## Work to complete
Below is a block of records; repeat all of them exactly.

··· Listed entries

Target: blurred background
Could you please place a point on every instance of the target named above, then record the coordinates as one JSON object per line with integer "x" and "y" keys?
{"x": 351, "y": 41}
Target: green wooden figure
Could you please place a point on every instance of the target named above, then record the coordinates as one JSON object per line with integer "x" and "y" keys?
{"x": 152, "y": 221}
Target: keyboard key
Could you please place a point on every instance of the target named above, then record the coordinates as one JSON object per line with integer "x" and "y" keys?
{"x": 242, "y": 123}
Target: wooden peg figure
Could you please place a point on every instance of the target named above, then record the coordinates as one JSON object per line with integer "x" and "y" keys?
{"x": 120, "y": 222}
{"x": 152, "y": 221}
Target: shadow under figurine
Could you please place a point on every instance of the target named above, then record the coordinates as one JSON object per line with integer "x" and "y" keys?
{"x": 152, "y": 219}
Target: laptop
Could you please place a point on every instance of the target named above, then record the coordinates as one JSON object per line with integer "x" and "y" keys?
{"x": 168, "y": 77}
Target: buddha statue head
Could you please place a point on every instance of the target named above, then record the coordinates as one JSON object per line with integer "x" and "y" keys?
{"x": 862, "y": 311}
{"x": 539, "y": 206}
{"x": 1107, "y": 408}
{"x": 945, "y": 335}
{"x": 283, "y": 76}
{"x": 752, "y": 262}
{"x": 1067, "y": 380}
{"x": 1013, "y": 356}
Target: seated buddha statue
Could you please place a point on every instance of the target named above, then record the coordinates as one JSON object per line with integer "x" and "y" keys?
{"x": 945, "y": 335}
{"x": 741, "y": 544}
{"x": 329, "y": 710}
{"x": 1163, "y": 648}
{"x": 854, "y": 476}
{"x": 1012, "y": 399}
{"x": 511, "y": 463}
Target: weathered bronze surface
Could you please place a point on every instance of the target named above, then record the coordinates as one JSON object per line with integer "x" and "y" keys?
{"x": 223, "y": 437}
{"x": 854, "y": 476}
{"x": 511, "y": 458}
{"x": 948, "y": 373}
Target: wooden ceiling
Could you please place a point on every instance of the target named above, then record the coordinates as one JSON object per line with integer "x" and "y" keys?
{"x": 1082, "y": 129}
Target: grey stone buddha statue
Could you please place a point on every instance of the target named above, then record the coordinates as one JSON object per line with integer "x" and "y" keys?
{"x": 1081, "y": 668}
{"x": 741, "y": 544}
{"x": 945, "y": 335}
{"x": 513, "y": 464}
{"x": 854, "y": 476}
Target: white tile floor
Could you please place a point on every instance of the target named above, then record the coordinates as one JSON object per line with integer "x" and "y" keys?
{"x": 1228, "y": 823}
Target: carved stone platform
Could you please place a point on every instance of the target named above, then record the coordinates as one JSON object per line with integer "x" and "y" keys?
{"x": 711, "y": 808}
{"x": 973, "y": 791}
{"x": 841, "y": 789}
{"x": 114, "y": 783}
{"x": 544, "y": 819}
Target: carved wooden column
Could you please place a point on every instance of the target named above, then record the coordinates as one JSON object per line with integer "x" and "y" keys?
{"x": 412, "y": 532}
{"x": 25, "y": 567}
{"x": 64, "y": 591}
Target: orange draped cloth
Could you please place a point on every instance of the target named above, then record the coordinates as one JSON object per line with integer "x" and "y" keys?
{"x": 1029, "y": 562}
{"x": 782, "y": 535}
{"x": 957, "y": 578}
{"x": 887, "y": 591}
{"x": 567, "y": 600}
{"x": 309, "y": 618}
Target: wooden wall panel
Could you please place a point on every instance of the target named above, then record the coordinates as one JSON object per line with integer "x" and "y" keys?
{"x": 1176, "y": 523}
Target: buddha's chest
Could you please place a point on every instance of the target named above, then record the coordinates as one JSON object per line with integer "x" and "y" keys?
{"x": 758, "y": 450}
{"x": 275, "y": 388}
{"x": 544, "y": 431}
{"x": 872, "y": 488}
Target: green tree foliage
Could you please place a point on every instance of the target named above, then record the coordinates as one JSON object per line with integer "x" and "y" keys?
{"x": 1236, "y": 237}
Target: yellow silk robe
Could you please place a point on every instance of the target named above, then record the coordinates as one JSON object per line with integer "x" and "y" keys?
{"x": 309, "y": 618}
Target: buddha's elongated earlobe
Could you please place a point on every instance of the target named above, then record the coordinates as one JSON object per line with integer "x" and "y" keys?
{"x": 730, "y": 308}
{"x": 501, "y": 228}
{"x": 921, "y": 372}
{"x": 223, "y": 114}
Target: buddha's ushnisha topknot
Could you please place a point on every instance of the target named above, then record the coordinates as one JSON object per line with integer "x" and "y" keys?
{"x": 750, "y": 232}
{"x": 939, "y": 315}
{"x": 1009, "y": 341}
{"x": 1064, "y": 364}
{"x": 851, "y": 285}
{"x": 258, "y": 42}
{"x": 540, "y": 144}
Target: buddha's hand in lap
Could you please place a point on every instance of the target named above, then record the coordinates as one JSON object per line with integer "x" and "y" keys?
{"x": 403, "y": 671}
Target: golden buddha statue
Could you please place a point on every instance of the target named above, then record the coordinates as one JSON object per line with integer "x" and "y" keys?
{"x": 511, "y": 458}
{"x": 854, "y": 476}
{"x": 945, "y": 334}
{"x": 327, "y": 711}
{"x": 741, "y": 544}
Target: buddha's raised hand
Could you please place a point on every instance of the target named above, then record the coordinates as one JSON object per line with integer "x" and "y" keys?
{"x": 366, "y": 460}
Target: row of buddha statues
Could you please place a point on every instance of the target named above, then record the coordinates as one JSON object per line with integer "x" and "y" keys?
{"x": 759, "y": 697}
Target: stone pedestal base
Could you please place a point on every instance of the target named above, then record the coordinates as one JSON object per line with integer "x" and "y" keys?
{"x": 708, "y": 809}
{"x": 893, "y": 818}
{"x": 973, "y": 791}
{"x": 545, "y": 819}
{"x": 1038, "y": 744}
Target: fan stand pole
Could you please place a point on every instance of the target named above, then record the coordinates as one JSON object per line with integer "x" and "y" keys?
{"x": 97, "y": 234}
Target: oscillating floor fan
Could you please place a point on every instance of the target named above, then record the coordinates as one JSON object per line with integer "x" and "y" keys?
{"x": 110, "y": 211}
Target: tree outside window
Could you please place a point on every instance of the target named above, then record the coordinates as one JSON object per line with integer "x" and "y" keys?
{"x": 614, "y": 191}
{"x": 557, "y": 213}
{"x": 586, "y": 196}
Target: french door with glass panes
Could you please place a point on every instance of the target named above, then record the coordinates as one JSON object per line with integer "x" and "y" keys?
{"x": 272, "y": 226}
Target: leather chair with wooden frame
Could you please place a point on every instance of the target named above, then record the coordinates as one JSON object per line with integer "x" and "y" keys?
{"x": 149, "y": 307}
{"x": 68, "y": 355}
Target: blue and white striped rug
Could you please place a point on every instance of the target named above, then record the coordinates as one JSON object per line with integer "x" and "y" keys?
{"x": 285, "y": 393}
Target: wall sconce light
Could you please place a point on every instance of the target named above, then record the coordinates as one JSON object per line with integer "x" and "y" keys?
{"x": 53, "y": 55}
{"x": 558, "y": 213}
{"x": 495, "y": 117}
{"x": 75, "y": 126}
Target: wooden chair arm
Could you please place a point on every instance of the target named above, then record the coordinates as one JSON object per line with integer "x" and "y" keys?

······

## Exercise response
Target: blurred background
Could you please place a point on every instance of the target named above, then record the coordinates as one JSON object per line with integer "x" and "y" keys?
{"x": 351, "y": 41}
Target: green wooden figure
Could you please place a point on every instance of the target named above, then record the coordinates as one JSON object per line with integer "x" and "y" keys?
{"x": 152, "y": 221}
Target: keyboard key
Could you please place a point on every instance of the target named above, then record the coordinates as one JSON object per line with integer "x" and "y" keys?
{"x": 242, "y": 123}
Target: wooden peg figure
Could you please place a point on every instance of the target named above, then record the coordinates as one JSON object per line with integer "x" and "y" keys?
{"x": 120, "y": 222}
{"x": 152, "y": 221}
Target: shadow under figurine
Could you please place a point on every instance of the target named above, then record the coordinates as one JSON object per line with integer "x" and "y" keys?
{"x": 152, "y": 219}
Target: laptop
Could you please place a point on every instance of the target named above, then record the coordinates as one JSON object per line with integer "x" and "y" keys?
{"x": 168, "y": 77}
Target: buddha statue head
Could you please place a point on every instance of the target named above, then record the coordinates as one JSON object per line with integer "x" and "y" keys?
{"x": 862, "y": 311}
{"x": 539, "y": 206}
{"x": 1107, "y": 408}
{"x": 945, "y": 335}
{"x": 283, "y": 76}
{"x": 752, "y": 262}
{"x": 1067, "y": 380}
{"x": 1013, "y": 356}
Target: seated buddha statue
Could you please place a point on every instance of the target named above, then record the coordinates as one JSON object per line with integer "x" and "y" keys?
{"x": 945, "y": 335}
{"x": 741, "y": 544}
{"x": 329, "y": 710}
{"x": 1163, "y": 648}
{"x": 854, "y": 476}
{"x": 1012, "y": 399}
{"x": 511, "y": 463}
Target: weathered bronze surface
Could you please place a point on every instance of the target named above, then record the coordinates as one JSON object per line with integer "x" and "y" keys?
{"x": 223, "y": 437}
{"x": 854, "y": 476}
{"x": 511, "y": 458}
{"x": 948, "y": 373}
Target: wooden ceiling
Could you please place a point on every instance of the target named above, then record the coordinates as one JSON object per line with integer "x" and "y" keys?
{"x": 1082, "y": 129}
Target: grey stone buddha statue
Could you please place a point on every instance of the target named above, then record the coordinates as one JSON object per line with integer "x" and "y" keys?
{"x": 1081, "y": 668}
{"x": 741, "y": 544}
{"x": 945, "y": 335}
{"x": 513, "y": 464}
{"x": 854, "y": 476}
Target: white tile floor
Could you please place a point on every instance of the target named above, then record the coordinates as one JSON object per line with integer "x" and "y" keys?
{"x": 1228, "y": 823}
Target: carved stone platform
Could you please place a point on every instance of the target named above, then record the coordinates as one JSON object per line with integer "x" and "y" keys?
{"x": 711, "y": 808}
{"x": 973, "y": 791}
{"x": 841, "y": 789}
{"x": 114, "y": 783}
{"x": 544, "y": 819}
Target: carved wooden column
Could you please place a point on every instance of the target named above, then record the coordinates as one JSON object per line with integer "x" and "y" keys?
{"x": 412, "y": 532}
{"x": 25, "y": 567}
{"x": 64, "y": 591}
Target: orange draped cloth
Could you please place a point on every instance of the target named above, then record the coordinates as one JSON object per line with integer "x" and "y" keys?
{"x": 1029, "y": 562}
{"x": 782, "y": 535}
{"x": 957, "y": 578}
{"x": 887, "y": 591}
{"x": 567, "y": 600}
{"x": 309, "y": 618}
Target: wooden wall panel
Could you please place a point on every instance of the target named above, then record the coordinates as one JSON object per line with integer "x" and "y" keys?
{"x": 1176, "y": 523}
Target: buddha's chest
Could you please place a point on every instance of the target named above, then record the coordinates as one JSON object per line with integer "x" and "y" keys?
{"x": 758, "y": 450}
{"x": 275, "y": 388}
{"x": 544, "y": 431}
{"x": 872, "y": 488}
Target: green tree foliage
Could you please place a point on every instance of the target named above, then record the coordinates as one JSON object per line with integer "x" and "y" keys?
{"x": 1236, "y": 237}
Target: yellow silk robe
Could you please place a point on every instance of the target named above, then record the coordinates as one JSON object per line with integer "x" and "y" keys?
{"x": 309, "y": 618}
Target: buddha's elongated earlobe
Could you please place a point on every instance of the target named above, then record the coordinates as one JSON object per line with integer "x" and "y" keys?
{"x": 730, "y": 308}
{"x": 501, "y": 228}
{"x": 921, "y": 372}
{"x": 223, "y": 114}
Target: buddha's ushnisha topknot
Could you please place a point on every instance of the target named above, then record the coordinates as one JSON object per line with integer "x" and "y" keys?
{"x": 750, "y": 232}
{"x": 939, "y": 315}
{"x": 1009, "y": 341}
{"x": 1064, "y": 364}
{"x": 851, "y": 285}
{"x": 258, "y": 42}
{"x": 540, "y": 144}
Target: buddha's hand in lap
Could you please place a point on every instance of the target named above, then record the coordinates as one JSON object per line with integer "x" and "y" keys?
{"x": 403, "y": 671}
Target: golden buddha statue
Could you please place a point on every instance of the target named above, then record the coordinates as one JSON object per line with integer "x" and "y" keys?
{"x": 511, "y": 458}
{"x": 854, "y": 476}
{"x": 945, "y": 334}
{"x": 327, "y": 711}
{"x": 741, "y": 544}
Target: buddha's raised hand
Could you please place a point on every instance of the target named above, then record the coordinates as one JSON object per line with integer "x" and "y" keys?
{"x": 366, "y": 460}
Target: row of buddha statues
Could you please place a point on every instance of the target named above, then record the coordinates as one JSON object per line with integer "x" and "y" keys?
{"x": 759, "y": 697}
Target: stone pedestal base
Could you please place a point on every instance of the target named above, then record the coordinates as one JSON object per line with integer "x" and "y" keys?
{"x": 708, "y": 809}
{"x": 893, "y": 818}
{"x": 973, "y": 791}
{"x": 545, "y": 819}
{"x": 1038, "y": 744}
Target: fan stand pole
Could you please place a point on every instance of the target named above, then record the coordinates as one JSON object per line with integer "x" and "y" keys?
{"x": 97, "y": 234}
Target: oscillating floor fan
Could you please place a point on every instance of the target named above, then record the coordinates as one JSON object per line with integer "x" and "y" keys?
{"x": 110, "y": 211}
Target: tree outside window
Could you please place a point on every instance of the target named above, then record the coordinates as one JSON object per line with integer "x" and "y" keys?
{"x": 614, "y": 191}
{"x": 557, "y": 213}
{"x": 586, "y": 196}
Target: french door with glass panes
Could you please place a point on every instance of the target named above, then record the coordinates as one JSON object per line with integer "x" and "y" keys?
{"x": 272, "y": 226}
Target: leather chair with wooden frame
Could you please place a point on every instance of the target named above, then record the coordinates as one JSON object per line with integer "x" and "y" keys?
{"x": 149, "y": 307}
{"x": 68, "y": 355}
Target: blue and white striped rug
Could you please place a point on every instance of the target named above, then record the coordinates as one JSON object per line with integer "x" and "y" keys?
{"x": 285, "y": 393}
Target: wall sconce light
Could you please place a point on every instance of the target named above, then record the coordinates as one JSON object per line with integer "x" and "y" keys?
{"x": 53, "y": 55}
{"x": 558, "y": 213}
{"x": 495, "y": 117}
{"x": 75, "y": 126}
Target: wooden chair arm
Could you please place a point on every instance of the target named above, then record the coordinates as one JSON object per line with integer "x" and "y" keys?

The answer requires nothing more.